··· DOCUMENT ···

Benjamin Peirce (30 September 1778 – 26 July 1831) was librarian of the Harvard Library from 1826 to 1831.

Early life and education
Peirce, born in Salem, 30 September 1778, was the son of Jerahmeel and Sarah (Ropes) Peirce. After graduating from Harvard College at the head of the class of 1801, he returned to Salem and entered the India trade with his father. He was a representative to the Massachusetts General Court from Salem for several years and a Massachusetts State Senator from Essex County in 1811.

Career
But neither a mercantile nor a political life fully satisfied him and he was glad to accept in 1826 the position of Librarian at Harvard. He at once set about the preparation of a catalogue of the Library which was published in 1830-31 in four volumes : the first two containing an alphabetical catalogue by authors, the third a systematic index, and the fourth a catalogue of maps.

···

### GIVEN EXERCISE A
Say whether each statement agrees with the Benjamin Peirce biography, answering yes or no and quoting the words from it that decide: (i) Peirce finished first in Harvard College's class of 1801; (ii) his library catalogue came out in three volumes; (iii) the third volume of that catalogue listed maps.
### GIVEN EXERCISE B
Repeat the part of the Benjamin Peirce biography that begins at the words "Early life and" and stops after "County in 1811.".
The items that come next have no connection to the Benjamin Peirce biography.

··· PROVIDED RECORDS ···

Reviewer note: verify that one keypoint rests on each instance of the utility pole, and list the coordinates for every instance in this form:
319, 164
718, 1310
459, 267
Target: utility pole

···

### WRITTEN REPLY A
(i) Yes: "After graduating from Harvard College at the head of the class of 1801"
(ii) No: "published in 1830-31 in four volumes"
(iii) No: "the third a systematic index, and the fourth a catalogue of maps"

### WRITTEN REPLY B
Early life and education
Peirce, born in Salem, 30 September 1778, was the son of Jerahmeel and Sarah (Ropes) Peirce. After graduating from Harvard College at the head of the class of 1801, he returned to Salem and entered the India trade with his father. He was a representative to the Massachusetts General Court from Salem for several years and a Massachusetts State Senator from Essex County in 1811.